WRITTEN TASK:
Reproduce the lines of data below verbatim, from the line containing "Can you spot the naga" through the line containing "[[552, 298], [696, 159], [722, 65], [625, 198], [649, 133]]", inclusive.

++++++++

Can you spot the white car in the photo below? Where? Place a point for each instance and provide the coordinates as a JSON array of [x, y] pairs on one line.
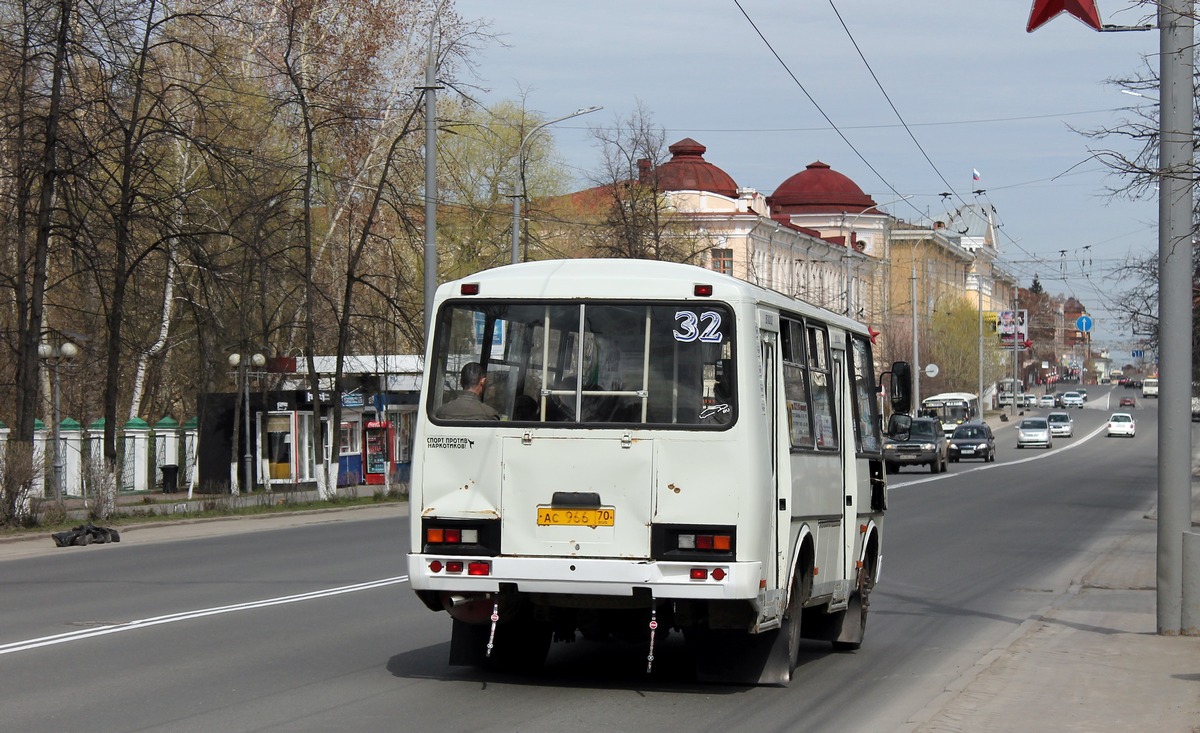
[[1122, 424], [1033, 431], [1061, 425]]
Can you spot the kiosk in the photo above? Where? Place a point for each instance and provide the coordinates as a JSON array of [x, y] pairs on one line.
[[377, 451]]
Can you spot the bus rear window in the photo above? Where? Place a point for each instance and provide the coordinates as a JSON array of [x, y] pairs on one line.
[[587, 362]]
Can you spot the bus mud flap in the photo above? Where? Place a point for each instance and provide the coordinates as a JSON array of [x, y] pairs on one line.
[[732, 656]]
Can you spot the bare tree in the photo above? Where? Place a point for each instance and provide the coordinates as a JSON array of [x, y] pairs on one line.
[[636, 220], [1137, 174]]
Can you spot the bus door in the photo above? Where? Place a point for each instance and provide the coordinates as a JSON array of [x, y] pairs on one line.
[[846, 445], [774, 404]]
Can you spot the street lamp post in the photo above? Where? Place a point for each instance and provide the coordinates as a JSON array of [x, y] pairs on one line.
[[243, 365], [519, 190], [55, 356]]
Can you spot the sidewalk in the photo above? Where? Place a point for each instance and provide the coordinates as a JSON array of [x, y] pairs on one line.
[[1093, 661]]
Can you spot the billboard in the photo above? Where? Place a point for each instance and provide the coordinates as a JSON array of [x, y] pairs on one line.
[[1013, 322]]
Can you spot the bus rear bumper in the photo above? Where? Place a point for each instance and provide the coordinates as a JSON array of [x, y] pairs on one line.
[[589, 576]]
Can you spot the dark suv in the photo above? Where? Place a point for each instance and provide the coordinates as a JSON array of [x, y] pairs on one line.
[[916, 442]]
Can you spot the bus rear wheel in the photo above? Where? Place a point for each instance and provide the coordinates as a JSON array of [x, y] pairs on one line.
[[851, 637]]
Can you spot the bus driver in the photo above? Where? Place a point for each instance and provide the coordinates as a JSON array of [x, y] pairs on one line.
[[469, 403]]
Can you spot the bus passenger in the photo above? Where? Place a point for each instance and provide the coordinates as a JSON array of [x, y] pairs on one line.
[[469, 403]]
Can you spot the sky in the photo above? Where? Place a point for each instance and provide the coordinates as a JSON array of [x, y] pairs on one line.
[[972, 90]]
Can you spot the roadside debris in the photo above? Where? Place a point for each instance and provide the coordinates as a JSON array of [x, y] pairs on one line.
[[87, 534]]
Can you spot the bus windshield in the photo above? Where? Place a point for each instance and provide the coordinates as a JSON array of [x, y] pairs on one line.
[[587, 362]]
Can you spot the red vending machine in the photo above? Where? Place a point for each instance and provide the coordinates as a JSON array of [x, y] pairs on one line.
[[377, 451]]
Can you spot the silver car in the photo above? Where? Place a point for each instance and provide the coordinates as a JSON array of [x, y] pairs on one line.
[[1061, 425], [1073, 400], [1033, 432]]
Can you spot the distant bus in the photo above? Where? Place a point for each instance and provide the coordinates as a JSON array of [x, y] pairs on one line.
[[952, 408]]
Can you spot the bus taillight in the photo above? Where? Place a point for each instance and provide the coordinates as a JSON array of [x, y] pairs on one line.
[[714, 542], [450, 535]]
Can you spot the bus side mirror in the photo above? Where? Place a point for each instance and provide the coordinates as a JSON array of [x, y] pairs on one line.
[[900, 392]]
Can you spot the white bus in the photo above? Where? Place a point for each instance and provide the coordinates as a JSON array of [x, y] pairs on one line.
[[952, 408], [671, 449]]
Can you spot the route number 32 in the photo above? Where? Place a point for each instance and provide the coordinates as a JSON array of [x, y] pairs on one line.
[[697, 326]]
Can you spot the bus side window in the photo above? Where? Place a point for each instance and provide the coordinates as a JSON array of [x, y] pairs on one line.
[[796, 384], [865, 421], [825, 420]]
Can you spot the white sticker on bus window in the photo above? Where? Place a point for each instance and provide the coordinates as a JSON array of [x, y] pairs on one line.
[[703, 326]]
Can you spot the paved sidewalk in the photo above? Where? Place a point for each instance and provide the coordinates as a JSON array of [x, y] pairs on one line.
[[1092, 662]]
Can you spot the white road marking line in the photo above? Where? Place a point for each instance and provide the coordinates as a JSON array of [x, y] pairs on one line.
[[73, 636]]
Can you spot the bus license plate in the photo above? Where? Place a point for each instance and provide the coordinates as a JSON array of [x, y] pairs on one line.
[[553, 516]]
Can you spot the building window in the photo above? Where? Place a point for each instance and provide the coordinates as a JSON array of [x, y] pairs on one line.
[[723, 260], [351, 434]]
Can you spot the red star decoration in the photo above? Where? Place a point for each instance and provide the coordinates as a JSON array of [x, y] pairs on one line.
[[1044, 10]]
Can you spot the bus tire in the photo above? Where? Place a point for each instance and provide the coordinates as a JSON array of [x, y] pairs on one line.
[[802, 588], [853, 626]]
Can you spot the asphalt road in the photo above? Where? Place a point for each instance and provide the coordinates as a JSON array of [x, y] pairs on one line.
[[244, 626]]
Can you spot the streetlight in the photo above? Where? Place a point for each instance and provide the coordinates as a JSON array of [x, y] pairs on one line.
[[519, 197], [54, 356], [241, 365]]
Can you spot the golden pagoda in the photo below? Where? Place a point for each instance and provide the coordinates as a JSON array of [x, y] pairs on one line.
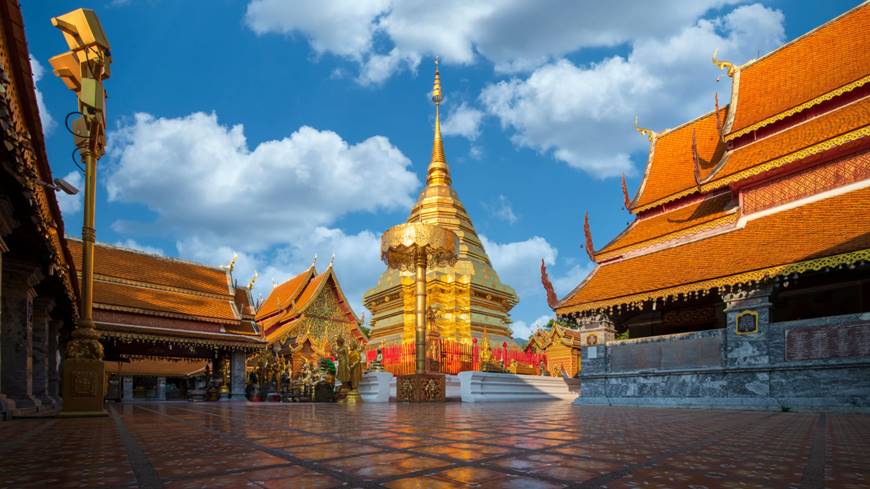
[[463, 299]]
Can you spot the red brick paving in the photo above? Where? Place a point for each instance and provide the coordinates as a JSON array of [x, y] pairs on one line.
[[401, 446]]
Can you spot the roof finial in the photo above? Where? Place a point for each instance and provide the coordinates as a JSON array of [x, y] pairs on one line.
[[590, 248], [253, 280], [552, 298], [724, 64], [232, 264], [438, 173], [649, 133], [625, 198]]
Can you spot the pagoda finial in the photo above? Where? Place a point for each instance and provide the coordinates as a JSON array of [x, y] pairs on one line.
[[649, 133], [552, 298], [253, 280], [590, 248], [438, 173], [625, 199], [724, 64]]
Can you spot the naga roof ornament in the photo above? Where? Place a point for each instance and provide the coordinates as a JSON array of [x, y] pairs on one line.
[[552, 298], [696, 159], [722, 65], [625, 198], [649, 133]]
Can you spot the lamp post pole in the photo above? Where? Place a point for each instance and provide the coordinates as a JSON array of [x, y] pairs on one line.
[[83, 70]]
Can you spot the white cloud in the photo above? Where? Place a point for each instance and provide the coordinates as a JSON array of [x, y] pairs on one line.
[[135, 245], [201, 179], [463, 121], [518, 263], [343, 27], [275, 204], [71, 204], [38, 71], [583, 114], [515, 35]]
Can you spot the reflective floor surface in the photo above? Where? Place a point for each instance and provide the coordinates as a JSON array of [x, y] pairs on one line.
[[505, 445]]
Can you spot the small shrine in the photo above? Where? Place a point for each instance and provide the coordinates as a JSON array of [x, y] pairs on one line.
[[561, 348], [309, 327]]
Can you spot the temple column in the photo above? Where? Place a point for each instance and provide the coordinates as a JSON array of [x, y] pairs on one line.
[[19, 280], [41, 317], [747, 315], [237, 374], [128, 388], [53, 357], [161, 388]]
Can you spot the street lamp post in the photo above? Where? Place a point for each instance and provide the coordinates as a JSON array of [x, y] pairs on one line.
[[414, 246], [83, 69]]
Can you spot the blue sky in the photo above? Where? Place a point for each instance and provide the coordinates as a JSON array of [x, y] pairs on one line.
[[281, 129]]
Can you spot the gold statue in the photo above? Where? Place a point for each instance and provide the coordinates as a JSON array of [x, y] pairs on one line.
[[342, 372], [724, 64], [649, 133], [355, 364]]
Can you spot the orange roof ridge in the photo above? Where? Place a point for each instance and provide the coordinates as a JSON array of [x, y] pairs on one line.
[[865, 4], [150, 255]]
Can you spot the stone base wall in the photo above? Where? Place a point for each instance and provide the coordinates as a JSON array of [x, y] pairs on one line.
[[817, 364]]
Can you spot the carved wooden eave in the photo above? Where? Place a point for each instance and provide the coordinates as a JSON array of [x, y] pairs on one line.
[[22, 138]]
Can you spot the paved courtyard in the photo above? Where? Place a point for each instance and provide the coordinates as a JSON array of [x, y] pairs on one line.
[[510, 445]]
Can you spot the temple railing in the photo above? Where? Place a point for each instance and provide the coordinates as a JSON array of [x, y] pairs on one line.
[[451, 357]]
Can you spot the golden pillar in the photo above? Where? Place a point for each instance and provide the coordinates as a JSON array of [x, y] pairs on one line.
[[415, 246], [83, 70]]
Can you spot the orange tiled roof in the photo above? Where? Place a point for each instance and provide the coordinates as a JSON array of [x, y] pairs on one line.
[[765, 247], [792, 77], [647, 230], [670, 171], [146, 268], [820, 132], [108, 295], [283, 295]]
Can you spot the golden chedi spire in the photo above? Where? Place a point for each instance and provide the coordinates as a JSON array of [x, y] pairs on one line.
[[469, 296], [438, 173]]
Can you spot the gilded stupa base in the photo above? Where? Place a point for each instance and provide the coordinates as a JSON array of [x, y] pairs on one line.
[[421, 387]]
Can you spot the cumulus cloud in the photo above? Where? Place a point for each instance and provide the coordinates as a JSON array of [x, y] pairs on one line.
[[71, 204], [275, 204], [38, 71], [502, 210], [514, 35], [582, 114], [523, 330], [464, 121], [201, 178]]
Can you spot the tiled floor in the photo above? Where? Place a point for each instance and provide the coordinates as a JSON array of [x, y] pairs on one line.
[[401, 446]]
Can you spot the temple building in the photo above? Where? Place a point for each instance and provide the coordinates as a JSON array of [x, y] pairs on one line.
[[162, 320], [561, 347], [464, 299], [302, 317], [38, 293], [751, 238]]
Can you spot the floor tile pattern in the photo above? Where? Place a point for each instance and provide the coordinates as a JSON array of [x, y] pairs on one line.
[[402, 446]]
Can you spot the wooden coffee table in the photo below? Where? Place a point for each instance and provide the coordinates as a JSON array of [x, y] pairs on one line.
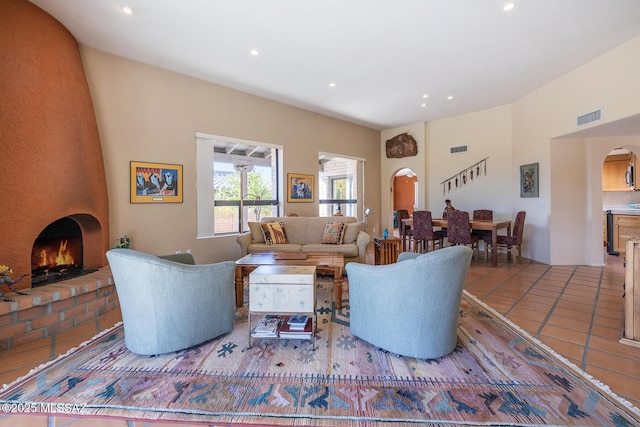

++++++++

WRITTEN RESPONSE:
Can you spot the naga roof ornament in the photo above? Where? Place a point for each instance and provide the coordinates as a JSON array of [x, y] pairs on one line.
[[552, 298], [696, 159], [722, 65], [625, 198], [649, 133]]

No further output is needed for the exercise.